TASK GOAL:
Please restate each entry that appears below word for word, without its pictures.

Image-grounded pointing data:
#####
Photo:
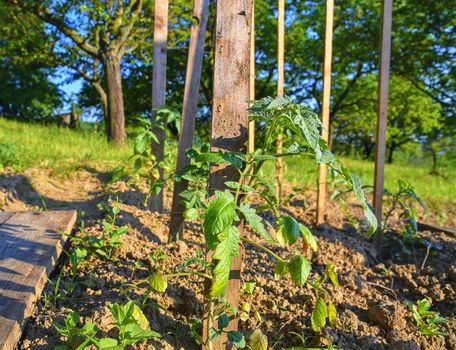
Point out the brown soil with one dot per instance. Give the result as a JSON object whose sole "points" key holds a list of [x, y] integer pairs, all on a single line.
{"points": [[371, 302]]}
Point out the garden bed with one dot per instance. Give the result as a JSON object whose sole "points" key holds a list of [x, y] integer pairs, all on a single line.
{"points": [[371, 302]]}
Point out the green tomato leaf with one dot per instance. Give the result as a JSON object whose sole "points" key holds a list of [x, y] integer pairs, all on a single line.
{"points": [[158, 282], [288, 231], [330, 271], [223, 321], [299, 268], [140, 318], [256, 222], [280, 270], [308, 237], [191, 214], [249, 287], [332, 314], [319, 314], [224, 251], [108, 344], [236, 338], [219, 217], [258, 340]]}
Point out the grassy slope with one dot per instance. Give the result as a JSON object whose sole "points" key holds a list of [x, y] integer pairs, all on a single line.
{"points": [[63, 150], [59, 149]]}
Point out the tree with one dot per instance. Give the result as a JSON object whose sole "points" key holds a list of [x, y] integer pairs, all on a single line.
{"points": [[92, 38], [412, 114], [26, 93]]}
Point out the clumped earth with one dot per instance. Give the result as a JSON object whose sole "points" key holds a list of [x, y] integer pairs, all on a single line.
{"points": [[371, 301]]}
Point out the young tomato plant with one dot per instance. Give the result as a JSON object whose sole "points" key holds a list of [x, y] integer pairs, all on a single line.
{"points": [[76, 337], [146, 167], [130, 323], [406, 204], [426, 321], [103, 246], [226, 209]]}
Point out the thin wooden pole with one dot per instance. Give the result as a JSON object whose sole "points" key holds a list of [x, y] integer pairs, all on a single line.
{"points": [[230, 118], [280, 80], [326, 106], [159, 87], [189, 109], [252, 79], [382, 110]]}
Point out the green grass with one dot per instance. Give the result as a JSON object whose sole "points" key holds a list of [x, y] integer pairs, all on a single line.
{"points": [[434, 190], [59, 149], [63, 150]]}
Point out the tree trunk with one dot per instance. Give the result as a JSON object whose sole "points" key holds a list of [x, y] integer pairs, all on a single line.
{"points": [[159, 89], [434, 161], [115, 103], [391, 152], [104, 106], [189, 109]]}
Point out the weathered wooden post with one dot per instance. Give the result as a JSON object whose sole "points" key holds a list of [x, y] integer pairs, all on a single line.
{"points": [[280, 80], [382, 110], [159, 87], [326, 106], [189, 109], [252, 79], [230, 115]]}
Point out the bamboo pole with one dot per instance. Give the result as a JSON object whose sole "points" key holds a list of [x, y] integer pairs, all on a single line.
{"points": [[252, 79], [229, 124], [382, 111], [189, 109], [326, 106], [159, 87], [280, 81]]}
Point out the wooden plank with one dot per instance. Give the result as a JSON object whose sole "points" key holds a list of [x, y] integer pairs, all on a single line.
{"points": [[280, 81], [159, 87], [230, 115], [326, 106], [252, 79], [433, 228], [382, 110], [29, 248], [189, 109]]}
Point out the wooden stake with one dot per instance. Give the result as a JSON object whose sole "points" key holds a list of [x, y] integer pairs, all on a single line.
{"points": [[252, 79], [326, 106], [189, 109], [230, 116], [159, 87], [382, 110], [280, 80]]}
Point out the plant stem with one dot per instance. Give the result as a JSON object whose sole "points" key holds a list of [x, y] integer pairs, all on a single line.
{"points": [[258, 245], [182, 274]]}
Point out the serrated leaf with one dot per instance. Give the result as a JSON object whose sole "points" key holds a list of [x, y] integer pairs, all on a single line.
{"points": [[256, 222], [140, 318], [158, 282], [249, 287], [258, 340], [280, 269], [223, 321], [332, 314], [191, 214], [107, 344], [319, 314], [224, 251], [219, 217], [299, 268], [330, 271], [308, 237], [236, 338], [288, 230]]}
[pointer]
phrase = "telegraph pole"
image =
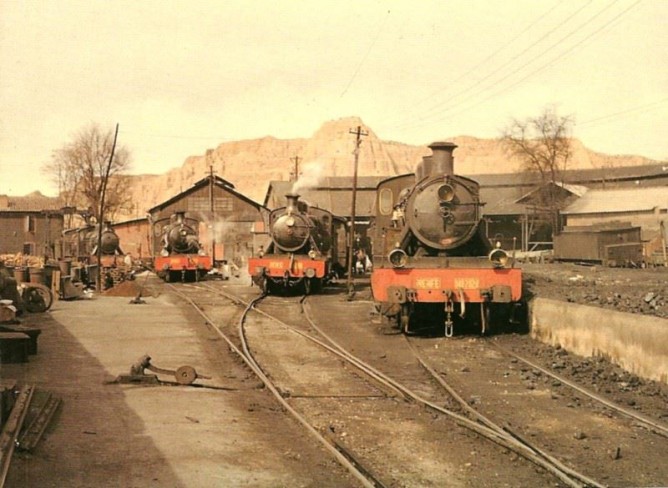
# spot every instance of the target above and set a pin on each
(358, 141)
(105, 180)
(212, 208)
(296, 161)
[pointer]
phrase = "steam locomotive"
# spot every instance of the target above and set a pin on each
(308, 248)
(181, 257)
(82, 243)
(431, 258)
#####
RESULT OF THIS TASK:
Photo:
Point out the brown soil with one dot per instance. Give the result as a JSON object whose sole "points" key holds a list of [x, y] integer pairs, all on a single line.
{"points": [[371, 302]]}
Point out the garden bed with one dot per instance. Give the result as a JSON object whose sole "points" key holds a list of [x, y] integer pairs, all on a single line.
{"points": [[371, 302]]}
Point out the green tomato leaf with one dot per instance. Give the result as a JSON object whose sole "points" key holds a list of [x, y] integer pairs, all on a single line.
{"points": [[158, 282], [288, 231], [330, 271], [223, 321], [299, 268], [140, 318], [256, 222], [280, 270], [308, 237], [191, 214], [249, 287], [332, 314], [319, 314], [224, 251], [108, 344], [236, 338], [219, 217], [258, 340]]}
Point out the grassy slope with one dot per instance. Give the result as a JSON object whose sole "points" key holds a list of [x, y] integer pairs, all on a single line.
{"points": [[63, 150], [59, 149]]}
Point out the tree with one dot per instance. Give the result as a JSON object whose sole "points" key holds a list of [x, y] integer pairs, all on a single line.
{"points": [[92, 38], [412, 114], [26, 93]]}
Point out the clumped earth with one dot per instance. Give the result as a JSON object whose sole "points" key holds a list of [x, y] integer pairs, all on a single line.
{"points": [[371, 301]]}
Point out the young tomato plant with one dot per instance. Give the result as a JSON object whose sole "points" key holds a list of [x, y] integer pairs, all on a single line.
{"points": [[76, 337], [146, 167], [130, 323], [406, 204], [426, 321], [103, 246], [226, 209]]}
Point out the thin wooden pole with one dot per instance. Give the result as a JSON object whose sole "points" key holds a list of [x, y] integer pairs, all on a single line.
{"points": [[230, 118], [280, 80], [326, 106], [159, 87], [189, 109], [252, 79], [382, 110]]}
Point out the green grass with one dot per instance. Give the result as a JSON object whose sole "points" key holds a list of [x, y] integer pairs, all on a single line.
{"points": [[434, 190], [59, 149], [63, 150]]}
Point out the tree trunk with one dot per instance. Give the result as a JSON object whose sole "points" key holds a list of [x, y] integer pairs, all on a single line.
{"points": [[159, 89], [434, 161], [115, 103], [391, 152], [104, 106], [189, 109]]}
Point out the weathered wooden post with one dot per instance. Give the result as a JSON object whose sole "points" key holds a list of [x, y] integer pairs, all on a single line.
{"points": [[280, 80], [382, 110], [159, 87], [326, 106], [189, 109], [252, 79], [230, 115]]}
Point out the bamboo pole with one dot per instance. Give the result as a JSON object whose sole "points" key holds a list of [x, y] integer pairs, all on a single line.
{"points": [[252, 79], [229, 124], [382, 111], [189, 109], [326, 106], [159, 87], [280, 81]]}
Point out the wooden plank with one dot per instance. Give the result as a JSON object whose sole "points" key holds a list of [x, y] integer pairs, all on a single line.
{"points": [[280, 81], [159, 87], [230, 115], [326, 106], [252, 79], [433, 228], [382, 110], [29, 248], [189, 109]]}
Point out the wooden stake with one dot per instance. Give the result as a JSON object whose sole "points" key holds a list of [x, y] integer pairs, all on a single line.
{"points": [[252, 79], [326, 106], [189, 109], [230, 116], [159, 87], [382, 110], [280, 80]]}
Point out the plant stem with one dot per instance. Give the result as a JSON object whose sole "points" key holds a list of [x, y] integer pairs, all on a single line.
{"points": [[258, 245], [182, 274]]}
Point out the serrated leaf with one dot per instance. Give the result as a JSON object whose sole "points" key holds a list of [x, y] integer pairs, all on a single line.
{"points": [[256, 222], [140, 318], [158, 282], [249, 287], [258, 340], [280, 269], [223, 321], [332, 314], [191, 214], [107, 344], [319, 314], [224, 251], [219, 217], [299, 268], [330, 271], [308, 237], [236, 338], [288, 230]]}
[pointer]
phrase = "telegraph pole"
image =
# spot every instance of the target above and set a pin on each
(358, 141)
(105, 180)
(212, 208)
(296, 161)
[pointer]
phrase = "steam locomotive"
# spot every instance of the target above and set a pin on each
(308, 248)
(181, 257)
(82, 243)
(431, 258)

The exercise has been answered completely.